Auszug:

**********

Seit Monaten streiken Studierende in ganz Deutschland für bessere Lehrbedingungen und soziale Gerechtigkeit an den Hochschulen. Mit der Räumung des friedlich besetzten Audimax und einem Eklat beim Neujahrsempfang der Universität Potsdam haben die Proteste in der Landeshauptstadt ihren vorläufigen Höhepunkt erreicht – Jetzt sind Hochschulleitung und Politik am Zuge. Wir haben mit Wissenschaftsministerin Dr. Martina Münch über „atemlose“ Bachelorstudiengänge, Formen des Dialogs und Aussichten für die Zukunft gesprochen. Von Denis Newiak
Frau Ministerin, stellen Sie sich einmal vor, eine Studentin kommt auf Sie zu und erzählt Ihnen von ihren persönlichen Eindrücken an der Universität Potsdam: Ihre Woche habe 60 Stunden, die Unzahl von Pflichtveranstaltungen schneide ihr die „Luft zum Atmen“ ab, es gäbe „keinen Platz mehr für Freizeit, Freunde und Familie“ – Alles Folgen eines schlecht umgesetzten Bologna-Prozesses. Wie würden Sie reagieren?

**********

Vorliegende Zeilen:
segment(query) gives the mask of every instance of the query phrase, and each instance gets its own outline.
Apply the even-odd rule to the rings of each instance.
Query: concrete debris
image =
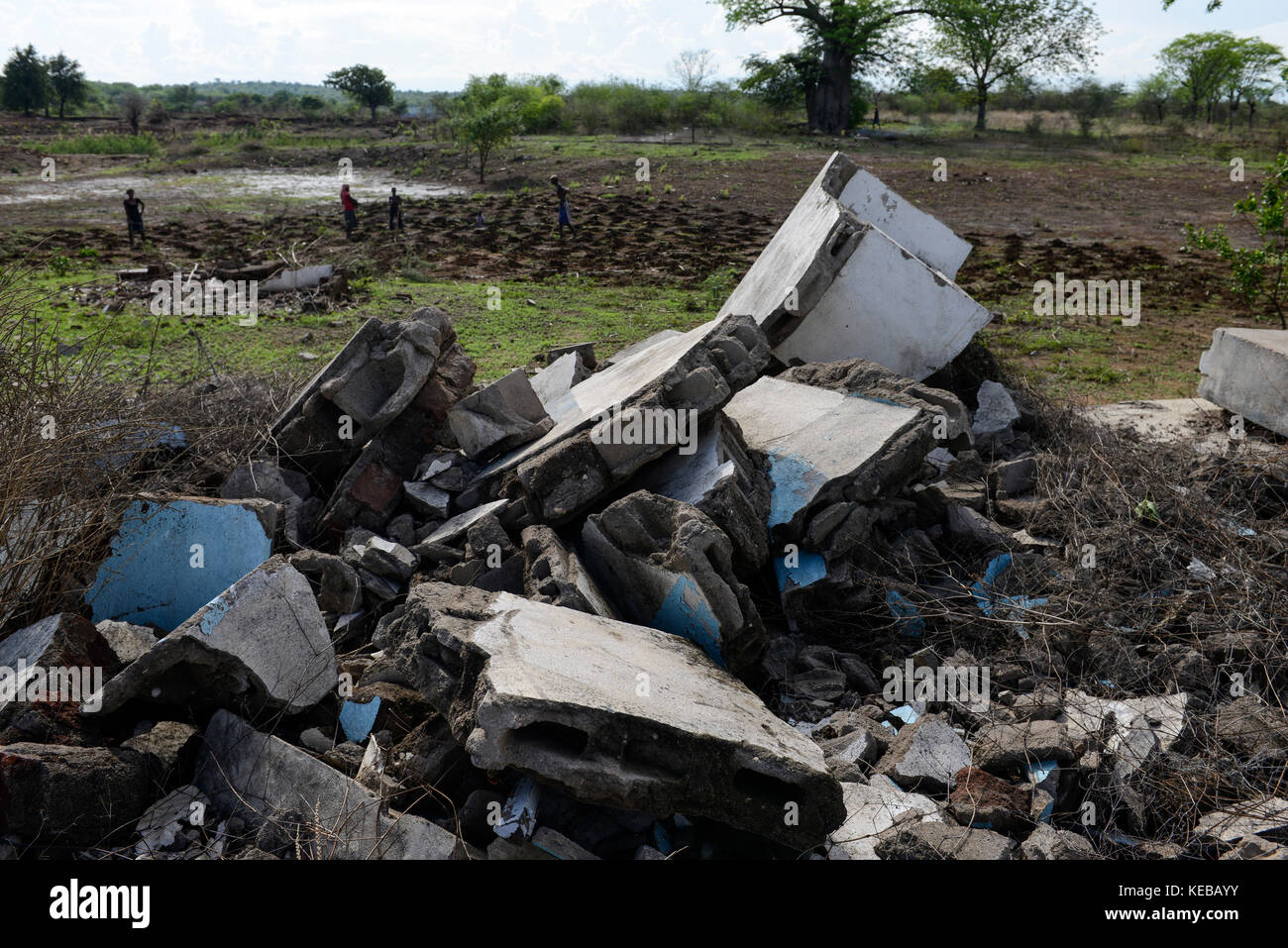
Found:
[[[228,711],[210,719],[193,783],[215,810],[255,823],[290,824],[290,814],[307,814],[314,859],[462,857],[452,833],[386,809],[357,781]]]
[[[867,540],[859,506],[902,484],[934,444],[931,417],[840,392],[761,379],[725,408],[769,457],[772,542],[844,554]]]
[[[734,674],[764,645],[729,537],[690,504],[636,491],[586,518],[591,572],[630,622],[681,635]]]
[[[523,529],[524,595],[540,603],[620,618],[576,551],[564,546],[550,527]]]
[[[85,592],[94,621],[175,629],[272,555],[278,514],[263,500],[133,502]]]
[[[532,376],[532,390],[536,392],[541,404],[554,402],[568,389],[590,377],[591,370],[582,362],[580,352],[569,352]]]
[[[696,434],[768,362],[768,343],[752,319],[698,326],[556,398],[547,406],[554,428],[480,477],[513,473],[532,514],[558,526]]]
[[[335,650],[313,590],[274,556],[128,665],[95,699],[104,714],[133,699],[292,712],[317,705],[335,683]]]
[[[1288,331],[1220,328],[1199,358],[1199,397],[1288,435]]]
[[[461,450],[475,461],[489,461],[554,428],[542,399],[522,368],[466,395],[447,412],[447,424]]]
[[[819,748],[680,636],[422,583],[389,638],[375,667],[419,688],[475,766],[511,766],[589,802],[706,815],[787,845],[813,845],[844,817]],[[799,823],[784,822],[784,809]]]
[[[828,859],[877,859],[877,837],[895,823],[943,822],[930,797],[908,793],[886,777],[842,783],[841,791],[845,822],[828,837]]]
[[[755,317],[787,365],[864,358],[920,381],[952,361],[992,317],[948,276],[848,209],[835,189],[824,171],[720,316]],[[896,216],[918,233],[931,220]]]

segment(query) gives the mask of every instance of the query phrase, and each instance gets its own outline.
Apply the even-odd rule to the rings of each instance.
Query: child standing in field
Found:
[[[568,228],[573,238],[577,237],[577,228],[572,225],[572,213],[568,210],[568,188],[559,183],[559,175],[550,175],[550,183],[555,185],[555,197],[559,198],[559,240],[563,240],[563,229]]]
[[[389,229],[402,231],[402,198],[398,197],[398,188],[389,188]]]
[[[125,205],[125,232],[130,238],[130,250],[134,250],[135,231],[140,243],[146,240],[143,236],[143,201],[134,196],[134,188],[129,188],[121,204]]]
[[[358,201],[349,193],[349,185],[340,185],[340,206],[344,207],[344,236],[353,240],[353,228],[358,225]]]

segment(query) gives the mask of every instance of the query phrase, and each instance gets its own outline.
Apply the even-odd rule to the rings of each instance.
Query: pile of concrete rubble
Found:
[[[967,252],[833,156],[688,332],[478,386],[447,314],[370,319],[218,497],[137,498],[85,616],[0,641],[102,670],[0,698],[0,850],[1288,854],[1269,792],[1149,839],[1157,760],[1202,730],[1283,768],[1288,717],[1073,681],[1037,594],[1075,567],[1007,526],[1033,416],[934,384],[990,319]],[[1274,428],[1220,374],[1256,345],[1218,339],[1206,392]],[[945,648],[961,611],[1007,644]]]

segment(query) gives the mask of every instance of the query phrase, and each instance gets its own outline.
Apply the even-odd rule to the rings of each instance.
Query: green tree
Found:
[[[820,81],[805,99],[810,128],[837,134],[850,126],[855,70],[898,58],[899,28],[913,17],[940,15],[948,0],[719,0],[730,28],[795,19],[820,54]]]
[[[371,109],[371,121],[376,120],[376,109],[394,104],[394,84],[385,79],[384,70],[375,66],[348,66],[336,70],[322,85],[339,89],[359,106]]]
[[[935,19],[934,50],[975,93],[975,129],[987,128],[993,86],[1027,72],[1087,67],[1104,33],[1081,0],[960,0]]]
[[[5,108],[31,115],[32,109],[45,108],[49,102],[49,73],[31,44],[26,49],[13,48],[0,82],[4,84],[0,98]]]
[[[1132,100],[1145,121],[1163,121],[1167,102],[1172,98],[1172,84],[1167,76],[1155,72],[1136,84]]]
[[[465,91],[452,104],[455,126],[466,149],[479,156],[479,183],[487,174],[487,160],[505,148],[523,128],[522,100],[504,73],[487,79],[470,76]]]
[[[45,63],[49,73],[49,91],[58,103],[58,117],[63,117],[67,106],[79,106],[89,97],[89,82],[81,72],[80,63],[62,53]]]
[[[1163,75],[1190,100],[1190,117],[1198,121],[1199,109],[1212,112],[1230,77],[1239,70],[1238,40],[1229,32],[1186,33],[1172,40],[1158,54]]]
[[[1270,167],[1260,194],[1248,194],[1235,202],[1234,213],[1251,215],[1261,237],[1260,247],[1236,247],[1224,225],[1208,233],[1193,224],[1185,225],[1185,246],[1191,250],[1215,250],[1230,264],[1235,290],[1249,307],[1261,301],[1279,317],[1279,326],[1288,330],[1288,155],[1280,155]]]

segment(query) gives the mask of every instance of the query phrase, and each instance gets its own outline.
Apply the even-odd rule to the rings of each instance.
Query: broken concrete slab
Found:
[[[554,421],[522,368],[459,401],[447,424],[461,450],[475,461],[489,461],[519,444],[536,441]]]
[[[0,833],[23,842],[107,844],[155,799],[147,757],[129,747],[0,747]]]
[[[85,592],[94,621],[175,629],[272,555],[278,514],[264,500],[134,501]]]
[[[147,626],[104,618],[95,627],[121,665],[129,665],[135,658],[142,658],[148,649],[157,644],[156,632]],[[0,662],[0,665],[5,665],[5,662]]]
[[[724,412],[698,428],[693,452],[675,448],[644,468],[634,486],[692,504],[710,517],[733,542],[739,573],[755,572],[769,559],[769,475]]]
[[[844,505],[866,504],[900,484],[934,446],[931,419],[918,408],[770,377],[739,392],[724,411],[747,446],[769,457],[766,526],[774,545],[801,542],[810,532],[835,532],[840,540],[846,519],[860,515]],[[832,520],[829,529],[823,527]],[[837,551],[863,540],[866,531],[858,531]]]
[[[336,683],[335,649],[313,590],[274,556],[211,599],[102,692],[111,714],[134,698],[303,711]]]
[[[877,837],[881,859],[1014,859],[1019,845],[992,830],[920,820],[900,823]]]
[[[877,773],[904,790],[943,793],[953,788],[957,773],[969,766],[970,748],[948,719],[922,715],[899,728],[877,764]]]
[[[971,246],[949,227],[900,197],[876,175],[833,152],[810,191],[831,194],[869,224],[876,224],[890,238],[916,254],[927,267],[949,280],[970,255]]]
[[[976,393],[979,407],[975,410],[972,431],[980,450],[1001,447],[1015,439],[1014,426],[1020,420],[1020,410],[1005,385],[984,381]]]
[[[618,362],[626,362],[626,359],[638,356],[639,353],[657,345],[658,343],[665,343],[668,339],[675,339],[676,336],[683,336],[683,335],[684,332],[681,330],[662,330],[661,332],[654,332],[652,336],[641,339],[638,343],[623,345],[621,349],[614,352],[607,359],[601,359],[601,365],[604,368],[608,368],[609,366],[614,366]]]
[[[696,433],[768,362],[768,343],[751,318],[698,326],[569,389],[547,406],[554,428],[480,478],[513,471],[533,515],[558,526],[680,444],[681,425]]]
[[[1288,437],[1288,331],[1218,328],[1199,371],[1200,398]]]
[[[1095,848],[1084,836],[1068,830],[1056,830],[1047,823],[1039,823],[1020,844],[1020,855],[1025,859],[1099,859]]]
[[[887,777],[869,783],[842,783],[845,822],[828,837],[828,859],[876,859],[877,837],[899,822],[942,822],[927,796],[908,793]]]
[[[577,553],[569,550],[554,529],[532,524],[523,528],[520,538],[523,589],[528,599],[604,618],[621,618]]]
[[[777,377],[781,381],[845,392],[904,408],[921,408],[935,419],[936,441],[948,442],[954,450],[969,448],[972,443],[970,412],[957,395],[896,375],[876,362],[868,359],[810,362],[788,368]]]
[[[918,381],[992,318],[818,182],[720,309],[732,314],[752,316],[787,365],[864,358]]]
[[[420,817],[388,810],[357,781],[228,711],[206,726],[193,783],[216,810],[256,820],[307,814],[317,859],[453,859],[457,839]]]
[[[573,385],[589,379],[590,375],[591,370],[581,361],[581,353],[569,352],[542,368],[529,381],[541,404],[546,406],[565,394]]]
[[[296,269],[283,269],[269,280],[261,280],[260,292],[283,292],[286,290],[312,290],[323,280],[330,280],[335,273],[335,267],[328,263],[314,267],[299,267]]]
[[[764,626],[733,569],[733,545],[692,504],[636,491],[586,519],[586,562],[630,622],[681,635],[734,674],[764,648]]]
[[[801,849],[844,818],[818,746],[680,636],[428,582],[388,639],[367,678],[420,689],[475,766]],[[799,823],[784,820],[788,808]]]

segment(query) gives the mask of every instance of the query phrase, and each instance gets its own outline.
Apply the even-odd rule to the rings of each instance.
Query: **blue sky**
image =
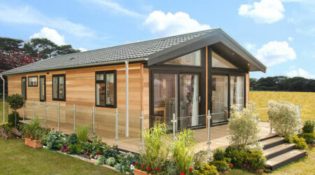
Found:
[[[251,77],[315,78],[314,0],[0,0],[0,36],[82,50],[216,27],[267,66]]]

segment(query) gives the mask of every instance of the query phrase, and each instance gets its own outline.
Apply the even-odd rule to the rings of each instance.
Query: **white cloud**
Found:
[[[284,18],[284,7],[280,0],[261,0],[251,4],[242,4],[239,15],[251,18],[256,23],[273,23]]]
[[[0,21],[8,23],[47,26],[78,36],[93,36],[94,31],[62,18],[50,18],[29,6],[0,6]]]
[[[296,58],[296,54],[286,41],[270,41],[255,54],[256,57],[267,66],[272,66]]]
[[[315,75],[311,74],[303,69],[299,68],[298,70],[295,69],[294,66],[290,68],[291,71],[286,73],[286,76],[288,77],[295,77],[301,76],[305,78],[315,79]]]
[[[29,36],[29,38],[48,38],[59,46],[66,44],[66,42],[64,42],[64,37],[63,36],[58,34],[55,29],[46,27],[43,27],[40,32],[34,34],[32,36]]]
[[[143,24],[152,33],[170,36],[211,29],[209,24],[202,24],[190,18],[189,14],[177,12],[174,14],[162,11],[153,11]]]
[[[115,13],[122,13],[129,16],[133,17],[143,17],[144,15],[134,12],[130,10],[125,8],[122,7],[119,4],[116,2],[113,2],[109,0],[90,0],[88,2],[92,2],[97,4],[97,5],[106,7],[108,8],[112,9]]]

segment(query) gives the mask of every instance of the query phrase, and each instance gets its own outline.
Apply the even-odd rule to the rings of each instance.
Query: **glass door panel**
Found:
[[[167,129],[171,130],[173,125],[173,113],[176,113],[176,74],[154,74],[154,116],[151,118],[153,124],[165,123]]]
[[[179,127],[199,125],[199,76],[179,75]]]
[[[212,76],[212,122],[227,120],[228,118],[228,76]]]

**********

Deine Aufgabe: Fasse den Auszug über die Studierendenproteste in zwei Sätzen zusammen.

Lösung: Seit Monaten streiken Studierende in ganz Deutschland für bessere Lehrbedingungen und soziale Gerechtigkeit, und in Potsdam erreichten die Proteste mit der Räumung des besetzten Audimax und einem Eklat beim Neujahrsempfang der Universität ihren vorläufigen Höhepunkt. Im Gespräch wird Wissenschaftsministerin Dr. Martina Münch gefragt, wie sie auf eine Studentin reagieren würde, die eine 60-Stunden-Woche und fehlende Zeit für Freizeit, Freunde und Familie auf einen schlecht umgesetzten Bologna-Prozess zurückführt.